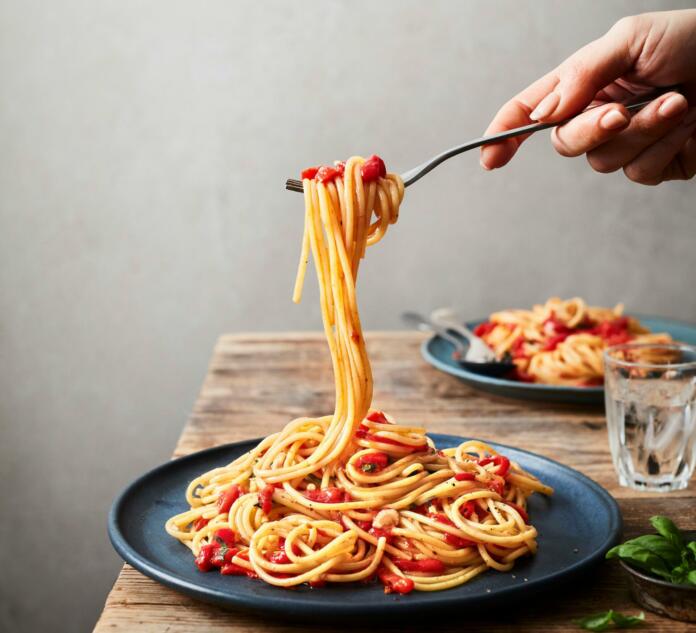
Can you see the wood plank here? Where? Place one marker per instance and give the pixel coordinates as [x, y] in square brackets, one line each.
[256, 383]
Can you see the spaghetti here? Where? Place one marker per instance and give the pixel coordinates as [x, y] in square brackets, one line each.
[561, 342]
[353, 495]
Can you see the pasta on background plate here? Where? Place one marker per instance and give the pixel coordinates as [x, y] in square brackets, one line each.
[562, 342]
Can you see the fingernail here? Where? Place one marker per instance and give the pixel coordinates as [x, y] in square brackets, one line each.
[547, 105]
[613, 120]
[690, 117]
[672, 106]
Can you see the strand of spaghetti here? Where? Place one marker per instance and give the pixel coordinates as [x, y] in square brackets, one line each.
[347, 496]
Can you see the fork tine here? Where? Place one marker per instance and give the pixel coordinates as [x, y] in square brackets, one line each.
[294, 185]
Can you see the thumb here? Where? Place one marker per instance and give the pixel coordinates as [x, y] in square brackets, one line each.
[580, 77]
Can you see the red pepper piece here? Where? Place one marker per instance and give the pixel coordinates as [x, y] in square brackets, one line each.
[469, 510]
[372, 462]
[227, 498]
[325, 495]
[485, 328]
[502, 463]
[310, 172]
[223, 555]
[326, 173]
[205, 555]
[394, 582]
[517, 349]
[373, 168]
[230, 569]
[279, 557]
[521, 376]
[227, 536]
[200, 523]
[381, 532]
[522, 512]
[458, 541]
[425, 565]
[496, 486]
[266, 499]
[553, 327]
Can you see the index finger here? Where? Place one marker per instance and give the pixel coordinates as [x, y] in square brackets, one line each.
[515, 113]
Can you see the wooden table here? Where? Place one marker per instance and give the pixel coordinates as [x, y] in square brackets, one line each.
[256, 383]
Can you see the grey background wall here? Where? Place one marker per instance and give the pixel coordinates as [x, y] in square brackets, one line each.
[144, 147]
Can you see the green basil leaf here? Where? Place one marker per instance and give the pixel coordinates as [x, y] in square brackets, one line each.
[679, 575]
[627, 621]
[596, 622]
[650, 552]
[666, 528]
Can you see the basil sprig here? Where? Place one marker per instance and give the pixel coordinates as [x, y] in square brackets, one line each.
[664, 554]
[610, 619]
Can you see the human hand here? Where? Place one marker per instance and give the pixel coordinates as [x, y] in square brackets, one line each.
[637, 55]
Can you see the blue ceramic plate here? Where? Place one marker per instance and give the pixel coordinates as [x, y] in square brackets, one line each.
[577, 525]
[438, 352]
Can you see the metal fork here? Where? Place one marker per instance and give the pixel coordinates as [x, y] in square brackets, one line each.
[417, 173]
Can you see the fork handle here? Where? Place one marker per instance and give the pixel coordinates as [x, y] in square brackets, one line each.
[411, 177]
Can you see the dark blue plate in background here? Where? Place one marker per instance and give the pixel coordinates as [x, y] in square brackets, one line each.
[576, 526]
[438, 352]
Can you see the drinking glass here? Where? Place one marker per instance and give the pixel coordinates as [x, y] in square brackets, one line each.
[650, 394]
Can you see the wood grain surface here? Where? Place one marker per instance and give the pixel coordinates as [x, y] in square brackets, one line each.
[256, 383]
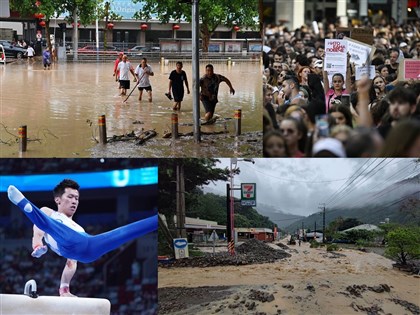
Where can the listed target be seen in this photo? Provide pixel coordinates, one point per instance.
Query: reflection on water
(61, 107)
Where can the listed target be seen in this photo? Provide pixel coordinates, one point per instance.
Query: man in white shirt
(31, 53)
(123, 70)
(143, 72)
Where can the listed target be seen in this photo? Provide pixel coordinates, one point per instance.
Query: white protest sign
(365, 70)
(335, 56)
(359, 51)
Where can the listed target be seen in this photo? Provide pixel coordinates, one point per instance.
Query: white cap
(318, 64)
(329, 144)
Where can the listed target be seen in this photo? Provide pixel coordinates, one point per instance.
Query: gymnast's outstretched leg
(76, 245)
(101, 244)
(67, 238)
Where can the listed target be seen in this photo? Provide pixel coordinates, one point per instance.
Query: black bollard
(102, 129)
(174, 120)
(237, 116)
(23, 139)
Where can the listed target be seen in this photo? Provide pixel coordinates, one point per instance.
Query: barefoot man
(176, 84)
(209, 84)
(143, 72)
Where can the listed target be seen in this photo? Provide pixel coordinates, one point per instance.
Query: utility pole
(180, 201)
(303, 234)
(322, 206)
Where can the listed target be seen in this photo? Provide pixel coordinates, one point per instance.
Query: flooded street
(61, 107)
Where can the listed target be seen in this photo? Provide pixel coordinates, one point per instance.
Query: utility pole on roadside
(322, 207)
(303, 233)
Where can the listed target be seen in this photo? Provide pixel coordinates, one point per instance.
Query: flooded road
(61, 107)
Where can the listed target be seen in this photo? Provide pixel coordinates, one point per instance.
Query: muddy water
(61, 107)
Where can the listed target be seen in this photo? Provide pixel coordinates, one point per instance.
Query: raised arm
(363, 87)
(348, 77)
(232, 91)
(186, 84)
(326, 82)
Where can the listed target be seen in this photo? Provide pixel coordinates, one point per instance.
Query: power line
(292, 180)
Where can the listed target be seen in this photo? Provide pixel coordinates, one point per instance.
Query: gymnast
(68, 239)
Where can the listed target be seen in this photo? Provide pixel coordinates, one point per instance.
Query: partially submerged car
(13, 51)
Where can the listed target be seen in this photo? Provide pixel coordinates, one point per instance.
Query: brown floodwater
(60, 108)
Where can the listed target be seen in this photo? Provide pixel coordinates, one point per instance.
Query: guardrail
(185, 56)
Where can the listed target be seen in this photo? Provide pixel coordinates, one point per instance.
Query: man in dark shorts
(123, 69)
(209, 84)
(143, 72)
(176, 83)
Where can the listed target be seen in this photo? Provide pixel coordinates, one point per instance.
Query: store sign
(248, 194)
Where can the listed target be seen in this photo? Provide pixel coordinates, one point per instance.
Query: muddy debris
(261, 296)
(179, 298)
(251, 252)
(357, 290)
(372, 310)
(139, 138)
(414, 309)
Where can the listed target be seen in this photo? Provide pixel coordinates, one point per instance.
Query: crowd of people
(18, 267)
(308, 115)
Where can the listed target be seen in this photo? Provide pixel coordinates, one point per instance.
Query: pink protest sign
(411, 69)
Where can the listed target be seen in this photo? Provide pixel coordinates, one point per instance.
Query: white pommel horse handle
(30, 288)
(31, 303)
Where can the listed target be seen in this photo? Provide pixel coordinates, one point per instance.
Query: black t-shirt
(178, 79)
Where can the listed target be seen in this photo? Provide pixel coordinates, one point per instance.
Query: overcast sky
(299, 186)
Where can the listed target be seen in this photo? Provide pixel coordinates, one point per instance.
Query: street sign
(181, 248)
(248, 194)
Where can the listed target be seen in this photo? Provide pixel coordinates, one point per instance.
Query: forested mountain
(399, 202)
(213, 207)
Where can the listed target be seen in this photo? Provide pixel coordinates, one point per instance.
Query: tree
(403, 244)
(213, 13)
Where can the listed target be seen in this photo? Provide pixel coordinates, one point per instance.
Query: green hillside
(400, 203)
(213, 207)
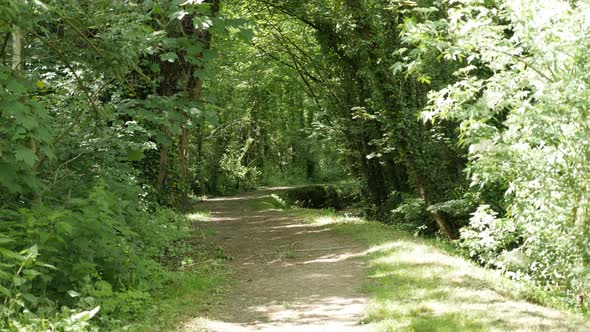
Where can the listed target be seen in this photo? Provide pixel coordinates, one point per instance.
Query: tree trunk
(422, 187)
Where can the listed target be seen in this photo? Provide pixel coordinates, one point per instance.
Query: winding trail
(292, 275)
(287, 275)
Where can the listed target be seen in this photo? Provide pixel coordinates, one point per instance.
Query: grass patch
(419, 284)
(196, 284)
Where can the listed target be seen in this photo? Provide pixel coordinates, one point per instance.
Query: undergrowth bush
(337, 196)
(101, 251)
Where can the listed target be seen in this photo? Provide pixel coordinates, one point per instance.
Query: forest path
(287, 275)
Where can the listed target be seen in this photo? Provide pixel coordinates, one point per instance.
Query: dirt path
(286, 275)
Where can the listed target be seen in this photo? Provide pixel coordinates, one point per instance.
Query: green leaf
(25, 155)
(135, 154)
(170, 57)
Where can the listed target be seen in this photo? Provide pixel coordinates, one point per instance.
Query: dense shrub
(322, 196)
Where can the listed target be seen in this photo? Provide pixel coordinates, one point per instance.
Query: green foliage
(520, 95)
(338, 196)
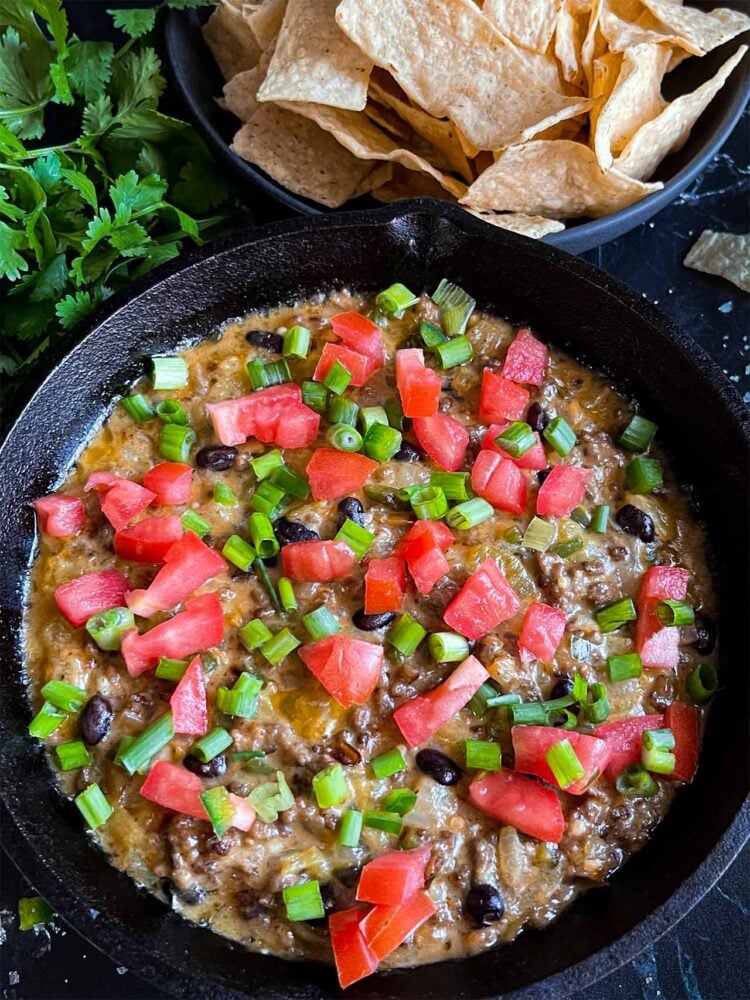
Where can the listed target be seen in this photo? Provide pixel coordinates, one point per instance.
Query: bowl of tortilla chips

____

* _EXERCISE REQUIREMENTS_
The required result is an exact copy of the lines from the line containing "Query: forested mountain" through the end of the entries, with every picture left out.

* _ANSWER BOX_
Query: forested mountain
(399, 202)
(213, 207)
Where can the listed target be seen in this photo? Provide pixel coordinates, one point per instance.
Query: tree
(403, 244)
(213, 13)
Where can the listed target be seen in this photo? Provide pixel coordinates, one point per instance.
Query: green hillside
(400, 203)
(213, 207)
Where can the listed target be seen in this photo? Provide pixel coordinates, one point per instance.
Query: tree trunk
(422, 187)
Where can the listed target be seen in this photo? Provide pixel coordinates, one point per instance.
Query: winding trail
(292, 275)
(287, 275)
Where can the listed target be seen in this photo? Provide pixel coordinates, one point per instance.
Query: grass patch
(419, 284)
(196, 284)
Where can the listed target be seen in this photo? Provide pixel coordinates, one point per instance.
Query: undergrowth bush
(337, 196)
(101, 251)
Where can the listed target be seen in this photo? Provide pixel coordinates, one point per instance.
Query: forest path
(287, 275)
Where can the listed target be seen in this photo? Provide pixel coordinates, one point per instance.
Query: dirt path
(286, 275)
Where can the listed target be seen in this photo? Provide pixel coordinates, one point per instance.
Query: green leaf
(25, 155)
(135, 154)
(170, 57)
Where can the listed target be seen in this photo? Provide pixel coordinates, one point per instance.
Query: dense shrub
(322, 196)
Where can the listed target be seen in this photo? Provide pixel coordinates, one point per instance.
Query: green foliage
(520, 95)
(338, 196)
Where can the listed target be seen in this photo? Provide pixel coordinates, one point per instance.
Query: bowl of tortilla chips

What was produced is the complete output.